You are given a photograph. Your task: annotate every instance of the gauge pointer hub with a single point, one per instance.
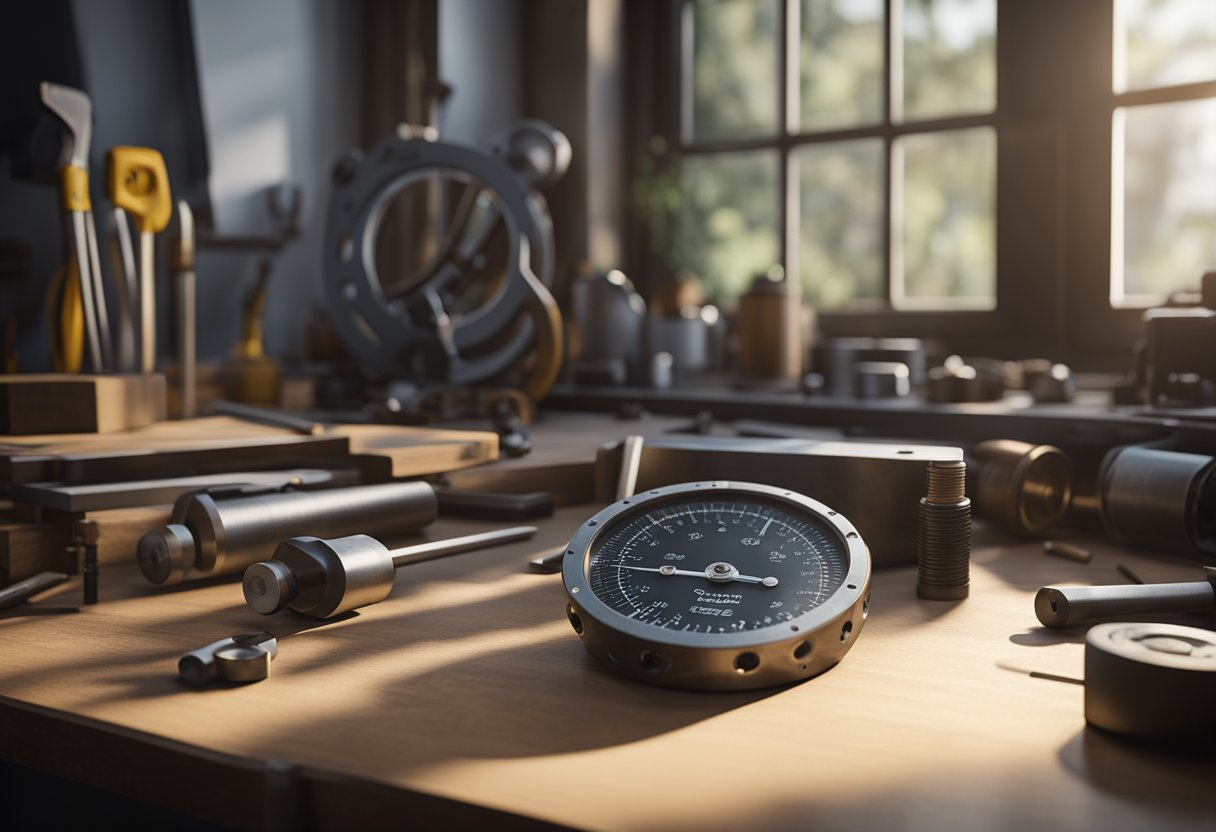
(719, 573)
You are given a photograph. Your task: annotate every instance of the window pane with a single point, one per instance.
(1159, 43)
(840, 63)
(1164, 230)
(728, 220)
(733, 68)
(840, 231)
(949, 57)
(944, 219)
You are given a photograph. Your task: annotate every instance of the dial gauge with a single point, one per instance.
(718, 585)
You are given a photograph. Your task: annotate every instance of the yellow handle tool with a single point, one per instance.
(139, 184)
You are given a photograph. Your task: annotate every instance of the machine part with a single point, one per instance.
(685, 337)
(74, 108)
(609, 316)
(85, 534)
(882, 380)
(718, 585)
(11, 596)
(1160, 499)
(183, 259)
(240, 658)
(1177, 355)
(1126, 572)
(956, 381)
(213, 537)
(626, 483)
(443, 324)
(494, 505)
(630, 461)
(836, 360)
(139, 184)
(1069, 606)
(268, 416)
(535, 151)
(326, 578)
(944, 534)
(101, 496)
(770, 326)
(1152, 680)
(877, 485)
(1053, 386)
(1025, 488)
(1067, 551)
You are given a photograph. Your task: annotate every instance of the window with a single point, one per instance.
(1015, 179)
(850, 141)
(1164, 149)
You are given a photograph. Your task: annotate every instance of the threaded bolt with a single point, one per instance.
(944, 534)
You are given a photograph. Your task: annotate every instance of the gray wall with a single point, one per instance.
(280, 83)
(479, 57)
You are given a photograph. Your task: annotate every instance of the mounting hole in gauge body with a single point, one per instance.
(718, 585)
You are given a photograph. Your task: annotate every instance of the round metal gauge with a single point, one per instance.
(718, 585)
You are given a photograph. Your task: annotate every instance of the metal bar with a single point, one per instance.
(147, 303)
(437, 549)
(31, 586)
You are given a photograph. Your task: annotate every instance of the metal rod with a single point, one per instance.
(80, 246)
(429, 551)
(630, 461)
(147, 303)
(31, 586)
(1067, 606)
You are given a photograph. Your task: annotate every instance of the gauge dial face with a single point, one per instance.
(730, 565)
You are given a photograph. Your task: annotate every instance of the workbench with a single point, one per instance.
(466, 701)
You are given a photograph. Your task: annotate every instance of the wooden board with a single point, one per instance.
(219, 443)
(61, 403)
(468, 686)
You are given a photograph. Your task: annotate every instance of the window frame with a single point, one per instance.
(1053, 121)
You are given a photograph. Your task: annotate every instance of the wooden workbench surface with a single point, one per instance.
(468, 685)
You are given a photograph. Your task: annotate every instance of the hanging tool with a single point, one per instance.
(1067, 606)
(74, 108)
(325, 578)
(213, 537)
(139, 184)
(184, 269)
(127, 282)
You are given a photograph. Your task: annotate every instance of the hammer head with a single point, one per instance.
(74, 108)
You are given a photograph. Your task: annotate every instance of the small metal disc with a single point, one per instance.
(242, 664)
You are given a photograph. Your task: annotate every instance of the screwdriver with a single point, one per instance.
(139, 184)
(326, 578)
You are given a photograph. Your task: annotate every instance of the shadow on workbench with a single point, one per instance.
(35, 800)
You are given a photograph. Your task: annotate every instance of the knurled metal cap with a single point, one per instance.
(269, 586)
(164, 554)
(242, 664)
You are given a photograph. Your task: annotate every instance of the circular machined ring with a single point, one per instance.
(378, 330)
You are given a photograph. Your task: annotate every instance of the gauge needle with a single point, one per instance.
(711, 572)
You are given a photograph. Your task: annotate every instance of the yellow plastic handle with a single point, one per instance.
(138, 183)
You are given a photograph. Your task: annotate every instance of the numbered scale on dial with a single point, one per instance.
(718, 585)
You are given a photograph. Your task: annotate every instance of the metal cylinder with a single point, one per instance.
(1153, 681)
(223, 537)
(771, 331)
(1069, 606)
(321, 578)
(944, 534)
(1160, 500)
(1025, 488)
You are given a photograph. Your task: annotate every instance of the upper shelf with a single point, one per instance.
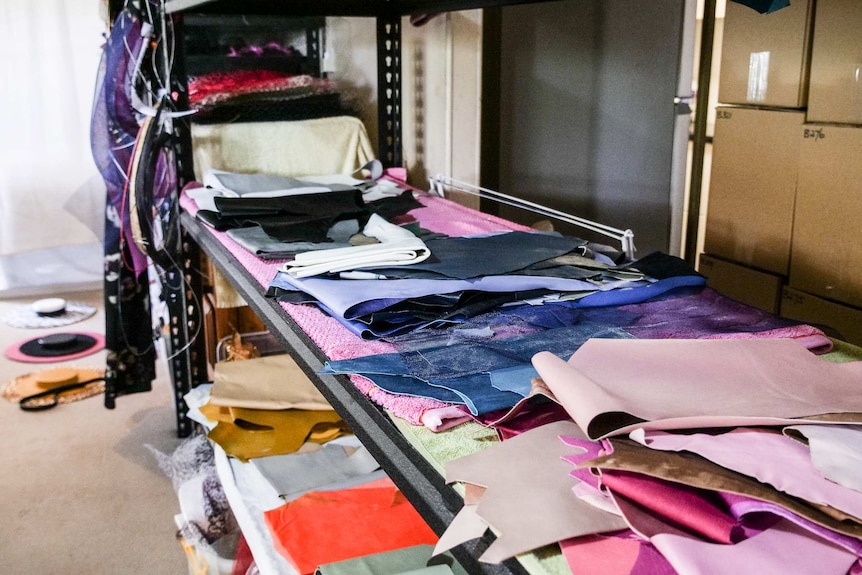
(335, 7)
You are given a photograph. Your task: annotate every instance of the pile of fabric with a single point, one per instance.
(265, 412)
(679, 456)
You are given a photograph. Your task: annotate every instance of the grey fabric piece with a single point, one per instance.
(325, 469)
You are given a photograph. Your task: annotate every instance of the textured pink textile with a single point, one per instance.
(780, 550)
(619, 554)
(335, 340)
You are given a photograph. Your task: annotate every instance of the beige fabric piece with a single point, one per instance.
(613, 386)
(333, 145)
(529, 500)
(268, 382)
(249, 433)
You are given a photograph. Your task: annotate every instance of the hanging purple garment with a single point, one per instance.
(131, 354)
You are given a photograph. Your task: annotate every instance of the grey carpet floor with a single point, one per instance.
(79, 490)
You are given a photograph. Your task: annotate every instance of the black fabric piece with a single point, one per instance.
(305, 217)
(302, 206)
(467, 257)
(390, 208)
(764, 6)
(662, 266)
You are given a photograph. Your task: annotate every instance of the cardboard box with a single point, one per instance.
(836, 320)
(746, 285)
(765, 57)
(826, 248)
(752, 187)
(835, 91)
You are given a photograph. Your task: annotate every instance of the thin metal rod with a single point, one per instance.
(699, 136)
(625, 237)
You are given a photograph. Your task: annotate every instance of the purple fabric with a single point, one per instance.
(705, 313)
(746, 510)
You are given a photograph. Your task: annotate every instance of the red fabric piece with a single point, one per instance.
(692, 510)
(213, 87)
(327, 526)
(242, 560)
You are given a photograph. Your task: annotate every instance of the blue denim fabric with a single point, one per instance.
(465, 370)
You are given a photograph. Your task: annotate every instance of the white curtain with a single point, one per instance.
(51, 199)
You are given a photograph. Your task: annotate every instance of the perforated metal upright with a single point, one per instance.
(182, 285)
(389, 89)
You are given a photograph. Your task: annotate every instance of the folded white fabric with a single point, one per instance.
(397, 247)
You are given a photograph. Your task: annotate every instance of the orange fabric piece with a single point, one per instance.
(327, 526)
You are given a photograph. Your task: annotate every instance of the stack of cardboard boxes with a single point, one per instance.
(785, 200)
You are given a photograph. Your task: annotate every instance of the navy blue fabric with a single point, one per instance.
(465, 370)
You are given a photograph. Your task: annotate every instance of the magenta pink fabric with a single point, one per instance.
(694, 511)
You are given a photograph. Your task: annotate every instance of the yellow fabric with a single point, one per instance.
(322, 146)
(248, 433)
(268, 382)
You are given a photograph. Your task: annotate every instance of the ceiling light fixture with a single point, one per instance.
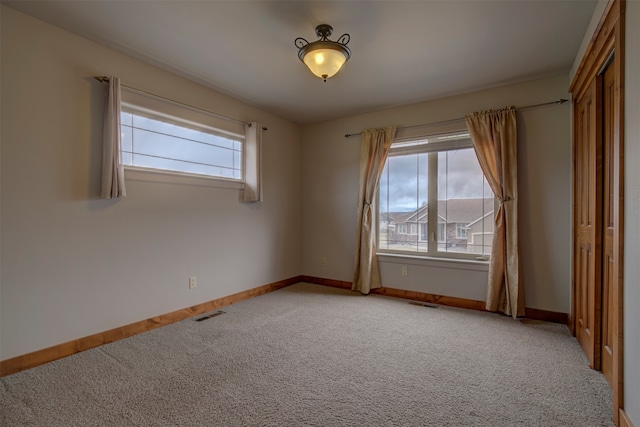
========
Request>
Return every line from the entries above that contains the word "grey". Treat uppercase and lowercase as different, so only exact-case matches count.

Worked solution>
You are given a photograph. Your task: annotate every instance of the grey fabric piece with a single point, one per instance.
You are given a photograph. Your task: annotate every instance of the grey carpet floor with a single point, one per instance.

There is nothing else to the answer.